[Excerpts of bounding box data]
_ _ _ _

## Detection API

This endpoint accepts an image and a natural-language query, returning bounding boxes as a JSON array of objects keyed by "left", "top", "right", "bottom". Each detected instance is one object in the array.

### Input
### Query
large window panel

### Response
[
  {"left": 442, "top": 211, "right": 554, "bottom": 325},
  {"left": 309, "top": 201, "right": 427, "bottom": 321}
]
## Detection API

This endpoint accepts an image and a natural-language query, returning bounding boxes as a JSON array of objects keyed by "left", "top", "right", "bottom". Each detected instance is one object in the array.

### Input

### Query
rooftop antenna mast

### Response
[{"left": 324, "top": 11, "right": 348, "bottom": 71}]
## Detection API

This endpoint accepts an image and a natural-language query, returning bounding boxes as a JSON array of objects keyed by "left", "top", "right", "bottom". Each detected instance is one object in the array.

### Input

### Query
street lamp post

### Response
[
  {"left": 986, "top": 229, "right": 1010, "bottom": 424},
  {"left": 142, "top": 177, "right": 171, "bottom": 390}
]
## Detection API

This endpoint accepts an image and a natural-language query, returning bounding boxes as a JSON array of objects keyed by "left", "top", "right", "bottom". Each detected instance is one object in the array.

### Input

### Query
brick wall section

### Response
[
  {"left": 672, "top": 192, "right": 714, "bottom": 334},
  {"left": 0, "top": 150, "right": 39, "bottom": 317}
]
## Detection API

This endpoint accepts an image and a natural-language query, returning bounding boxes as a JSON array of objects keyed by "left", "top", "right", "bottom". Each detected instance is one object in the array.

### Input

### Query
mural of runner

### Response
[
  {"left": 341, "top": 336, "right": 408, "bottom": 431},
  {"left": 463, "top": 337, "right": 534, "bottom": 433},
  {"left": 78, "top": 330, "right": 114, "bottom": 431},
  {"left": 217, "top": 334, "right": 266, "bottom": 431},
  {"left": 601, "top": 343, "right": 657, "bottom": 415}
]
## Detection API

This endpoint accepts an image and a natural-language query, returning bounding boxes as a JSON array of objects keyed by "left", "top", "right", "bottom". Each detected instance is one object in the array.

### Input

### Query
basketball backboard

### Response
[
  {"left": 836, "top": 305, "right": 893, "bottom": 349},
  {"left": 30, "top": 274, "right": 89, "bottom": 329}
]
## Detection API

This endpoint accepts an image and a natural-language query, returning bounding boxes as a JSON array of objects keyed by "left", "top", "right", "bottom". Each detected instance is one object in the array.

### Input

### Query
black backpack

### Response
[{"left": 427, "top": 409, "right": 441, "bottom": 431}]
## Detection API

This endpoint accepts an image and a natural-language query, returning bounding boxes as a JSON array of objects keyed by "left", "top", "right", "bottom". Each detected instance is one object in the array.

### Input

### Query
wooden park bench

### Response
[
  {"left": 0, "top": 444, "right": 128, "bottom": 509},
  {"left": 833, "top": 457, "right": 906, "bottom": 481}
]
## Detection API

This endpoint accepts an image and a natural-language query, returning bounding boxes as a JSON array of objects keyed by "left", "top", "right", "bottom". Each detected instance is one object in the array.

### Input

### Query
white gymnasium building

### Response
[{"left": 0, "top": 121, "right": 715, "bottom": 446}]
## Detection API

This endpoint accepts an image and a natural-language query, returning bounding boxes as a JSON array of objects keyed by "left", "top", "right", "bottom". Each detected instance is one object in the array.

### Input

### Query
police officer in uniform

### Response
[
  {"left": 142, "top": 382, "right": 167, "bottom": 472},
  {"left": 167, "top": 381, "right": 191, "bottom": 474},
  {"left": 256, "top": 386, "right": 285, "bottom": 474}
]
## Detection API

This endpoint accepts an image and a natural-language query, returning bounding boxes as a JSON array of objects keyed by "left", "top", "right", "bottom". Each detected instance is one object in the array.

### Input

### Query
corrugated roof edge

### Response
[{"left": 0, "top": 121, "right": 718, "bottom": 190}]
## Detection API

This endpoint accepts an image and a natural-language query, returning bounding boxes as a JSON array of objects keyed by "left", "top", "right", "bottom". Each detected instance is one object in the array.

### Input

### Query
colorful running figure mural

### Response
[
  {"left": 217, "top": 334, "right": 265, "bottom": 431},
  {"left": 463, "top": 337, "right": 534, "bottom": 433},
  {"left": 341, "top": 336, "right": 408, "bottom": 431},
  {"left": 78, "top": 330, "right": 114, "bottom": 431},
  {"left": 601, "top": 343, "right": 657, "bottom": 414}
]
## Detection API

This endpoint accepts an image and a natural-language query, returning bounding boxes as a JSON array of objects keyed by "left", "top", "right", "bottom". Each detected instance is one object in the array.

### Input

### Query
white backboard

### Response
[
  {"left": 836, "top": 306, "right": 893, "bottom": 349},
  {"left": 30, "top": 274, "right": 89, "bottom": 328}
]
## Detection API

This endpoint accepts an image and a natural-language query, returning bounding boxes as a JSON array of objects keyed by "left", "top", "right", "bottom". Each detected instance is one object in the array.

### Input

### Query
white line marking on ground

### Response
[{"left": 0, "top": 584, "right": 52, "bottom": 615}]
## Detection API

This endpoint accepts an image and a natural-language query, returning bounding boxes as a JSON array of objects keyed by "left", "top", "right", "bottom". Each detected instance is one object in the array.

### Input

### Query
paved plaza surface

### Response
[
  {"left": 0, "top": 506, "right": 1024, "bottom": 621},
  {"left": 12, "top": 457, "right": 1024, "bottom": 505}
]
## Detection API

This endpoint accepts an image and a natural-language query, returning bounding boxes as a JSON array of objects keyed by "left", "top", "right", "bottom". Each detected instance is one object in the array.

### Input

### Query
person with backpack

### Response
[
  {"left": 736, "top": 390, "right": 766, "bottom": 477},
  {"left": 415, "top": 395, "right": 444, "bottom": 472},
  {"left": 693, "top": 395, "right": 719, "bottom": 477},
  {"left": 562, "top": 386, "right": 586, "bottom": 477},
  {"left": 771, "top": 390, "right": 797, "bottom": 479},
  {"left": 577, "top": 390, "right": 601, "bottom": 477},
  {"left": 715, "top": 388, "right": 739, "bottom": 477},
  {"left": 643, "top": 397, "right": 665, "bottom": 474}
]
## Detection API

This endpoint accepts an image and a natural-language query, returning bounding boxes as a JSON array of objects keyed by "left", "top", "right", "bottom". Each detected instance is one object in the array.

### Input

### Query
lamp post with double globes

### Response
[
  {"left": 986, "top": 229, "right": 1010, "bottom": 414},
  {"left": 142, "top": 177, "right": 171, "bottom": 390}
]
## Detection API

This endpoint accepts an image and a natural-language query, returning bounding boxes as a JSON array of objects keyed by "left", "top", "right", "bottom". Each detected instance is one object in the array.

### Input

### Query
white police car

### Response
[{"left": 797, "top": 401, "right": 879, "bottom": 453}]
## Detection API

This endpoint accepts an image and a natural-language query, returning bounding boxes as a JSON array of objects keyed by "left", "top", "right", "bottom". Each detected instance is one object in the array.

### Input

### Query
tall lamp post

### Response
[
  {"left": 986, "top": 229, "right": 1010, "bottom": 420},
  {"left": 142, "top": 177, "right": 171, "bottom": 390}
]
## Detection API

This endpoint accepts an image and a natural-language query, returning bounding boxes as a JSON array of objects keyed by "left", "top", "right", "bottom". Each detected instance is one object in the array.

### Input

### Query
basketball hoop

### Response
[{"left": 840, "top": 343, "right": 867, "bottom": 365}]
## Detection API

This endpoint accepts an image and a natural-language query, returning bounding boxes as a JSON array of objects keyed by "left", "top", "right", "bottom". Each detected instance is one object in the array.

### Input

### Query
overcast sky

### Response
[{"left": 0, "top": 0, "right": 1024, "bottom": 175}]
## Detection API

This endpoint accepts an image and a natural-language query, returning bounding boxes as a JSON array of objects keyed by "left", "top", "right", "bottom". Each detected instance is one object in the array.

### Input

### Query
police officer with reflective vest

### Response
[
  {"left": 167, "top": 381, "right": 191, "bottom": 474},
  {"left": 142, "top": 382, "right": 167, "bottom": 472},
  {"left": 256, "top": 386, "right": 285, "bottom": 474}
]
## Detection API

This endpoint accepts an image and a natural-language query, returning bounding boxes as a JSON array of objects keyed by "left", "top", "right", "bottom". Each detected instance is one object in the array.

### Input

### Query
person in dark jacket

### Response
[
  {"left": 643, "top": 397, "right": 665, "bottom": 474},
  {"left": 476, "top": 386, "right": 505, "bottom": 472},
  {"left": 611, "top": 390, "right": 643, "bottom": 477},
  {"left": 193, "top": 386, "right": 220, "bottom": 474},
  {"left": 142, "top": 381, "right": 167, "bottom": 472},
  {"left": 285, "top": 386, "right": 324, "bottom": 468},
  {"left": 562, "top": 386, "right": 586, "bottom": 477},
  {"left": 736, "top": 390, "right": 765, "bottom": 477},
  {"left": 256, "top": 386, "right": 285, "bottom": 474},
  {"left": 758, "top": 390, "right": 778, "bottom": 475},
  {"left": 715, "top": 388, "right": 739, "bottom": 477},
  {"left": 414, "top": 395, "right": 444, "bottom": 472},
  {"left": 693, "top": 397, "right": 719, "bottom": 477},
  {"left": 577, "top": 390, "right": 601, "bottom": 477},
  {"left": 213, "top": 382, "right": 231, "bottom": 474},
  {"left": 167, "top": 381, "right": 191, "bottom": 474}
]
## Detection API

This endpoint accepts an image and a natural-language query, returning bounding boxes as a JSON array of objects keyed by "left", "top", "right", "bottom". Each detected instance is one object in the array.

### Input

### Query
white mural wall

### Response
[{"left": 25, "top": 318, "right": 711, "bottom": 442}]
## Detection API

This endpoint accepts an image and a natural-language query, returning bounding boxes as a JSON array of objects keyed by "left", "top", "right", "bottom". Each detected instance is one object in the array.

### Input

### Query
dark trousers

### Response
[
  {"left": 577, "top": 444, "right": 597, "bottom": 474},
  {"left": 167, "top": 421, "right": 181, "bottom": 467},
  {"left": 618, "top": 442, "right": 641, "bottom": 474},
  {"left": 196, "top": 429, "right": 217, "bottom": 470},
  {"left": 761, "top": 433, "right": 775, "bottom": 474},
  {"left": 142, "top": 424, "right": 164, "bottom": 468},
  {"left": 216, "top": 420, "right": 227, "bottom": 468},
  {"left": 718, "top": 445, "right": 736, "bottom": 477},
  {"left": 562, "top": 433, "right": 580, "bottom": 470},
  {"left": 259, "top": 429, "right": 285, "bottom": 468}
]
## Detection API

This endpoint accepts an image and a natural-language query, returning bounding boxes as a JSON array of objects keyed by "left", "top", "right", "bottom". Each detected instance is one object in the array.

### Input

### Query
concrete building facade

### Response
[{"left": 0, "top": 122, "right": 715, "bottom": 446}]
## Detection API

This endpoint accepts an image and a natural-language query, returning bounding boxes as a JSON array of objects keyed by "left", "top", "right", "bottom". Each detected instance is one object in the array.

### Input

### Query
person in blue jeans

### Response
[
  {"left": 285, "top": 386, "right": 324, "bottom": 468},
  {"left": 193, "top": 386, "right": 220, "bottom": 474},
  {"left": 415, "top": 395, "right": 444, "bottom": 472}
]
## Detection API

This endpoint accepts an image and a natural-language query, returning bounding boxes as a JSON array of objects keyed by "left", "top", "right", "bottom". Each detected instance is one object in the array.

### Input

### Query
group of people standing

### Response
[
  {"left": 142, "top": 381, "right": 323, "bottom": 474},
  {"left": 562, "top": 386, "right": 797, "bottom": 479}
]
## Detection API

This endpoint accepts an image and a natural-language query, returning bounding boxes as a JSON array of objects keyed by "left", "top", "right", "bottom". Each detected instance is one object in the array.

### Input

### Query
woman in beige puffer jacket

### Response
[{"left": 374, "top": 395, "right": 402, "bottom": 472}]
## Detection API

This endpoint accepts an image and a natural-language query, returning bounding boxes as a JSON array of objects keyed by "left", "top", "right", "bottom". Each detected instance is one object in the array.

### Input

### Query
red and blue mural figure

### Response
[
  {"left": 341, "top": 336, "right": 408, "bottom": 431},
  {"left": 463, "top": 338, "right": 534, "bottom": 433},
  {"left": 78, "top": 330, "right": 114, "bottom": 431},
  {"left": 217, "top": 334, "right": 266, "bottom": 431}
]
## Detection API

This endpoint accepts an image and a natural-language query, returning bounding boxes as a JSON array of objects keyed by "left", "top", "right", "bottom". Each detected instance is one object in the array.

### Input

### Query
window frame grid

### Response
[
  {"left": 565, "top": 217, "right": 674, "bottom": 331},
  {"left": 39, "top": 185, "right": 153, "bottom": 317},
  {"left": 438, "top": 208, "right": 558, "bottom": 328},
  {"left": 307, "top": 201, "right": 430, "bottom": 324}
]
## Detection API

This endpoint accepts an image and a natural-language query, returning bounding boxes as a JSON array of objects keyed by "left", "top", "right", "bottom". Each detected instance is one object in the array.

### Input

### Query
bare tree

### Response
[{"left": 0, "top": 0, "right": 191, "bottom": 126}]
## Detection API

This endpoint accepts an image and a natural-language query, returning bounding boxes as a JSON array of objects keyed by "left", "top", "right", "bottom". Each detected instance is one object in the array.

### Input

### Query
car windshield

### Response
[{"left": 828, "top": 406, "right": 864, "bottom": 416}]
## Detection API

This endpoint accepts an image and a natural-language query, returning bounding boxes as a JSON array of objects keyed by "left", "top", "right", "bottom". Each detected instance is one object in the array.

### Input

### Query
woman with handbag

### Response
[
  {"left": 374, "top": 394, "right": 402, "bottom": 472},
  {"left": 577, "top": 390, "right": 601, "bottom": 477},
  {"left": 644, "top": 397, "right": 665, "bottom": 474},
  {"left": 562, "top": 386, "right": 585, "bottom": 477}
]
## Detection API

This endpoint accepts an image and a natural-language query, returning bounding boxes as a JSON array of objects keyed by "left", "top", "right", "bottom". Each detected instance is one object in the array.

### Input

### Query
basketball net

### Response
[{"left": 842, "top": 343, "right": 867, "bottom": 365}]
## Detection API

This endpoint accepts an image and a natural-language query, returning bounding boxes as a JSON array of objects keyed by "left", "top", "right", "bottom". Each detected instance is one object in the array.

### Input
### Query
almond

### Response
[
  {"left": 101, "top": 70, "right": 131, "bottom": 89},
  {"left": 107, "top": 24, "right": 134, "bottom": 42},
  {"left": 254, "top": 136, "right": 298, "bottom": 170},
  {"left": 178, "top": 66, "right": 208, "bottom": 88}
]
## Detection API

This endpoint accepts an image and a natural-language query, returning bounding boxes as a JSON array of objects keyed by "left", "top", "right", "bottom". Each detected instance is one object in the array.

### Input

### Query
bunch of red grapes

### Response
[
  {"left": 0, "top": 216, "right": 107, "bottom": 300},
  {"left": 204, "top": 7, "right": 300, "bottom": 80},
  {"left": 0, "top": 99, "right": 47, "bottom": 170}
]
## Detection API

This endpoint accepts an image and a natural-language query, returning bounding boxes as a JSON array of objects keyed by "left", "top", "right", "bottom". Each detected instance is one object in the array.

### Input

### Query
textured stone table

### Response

_ _ _ _

- _The exercise_
Copy every line of the rows above that contains the word "mural", matching case exactly.

- _Solution to this problem_
mural of runner
colorful running figure mural
white mural wall
red and blue mural figure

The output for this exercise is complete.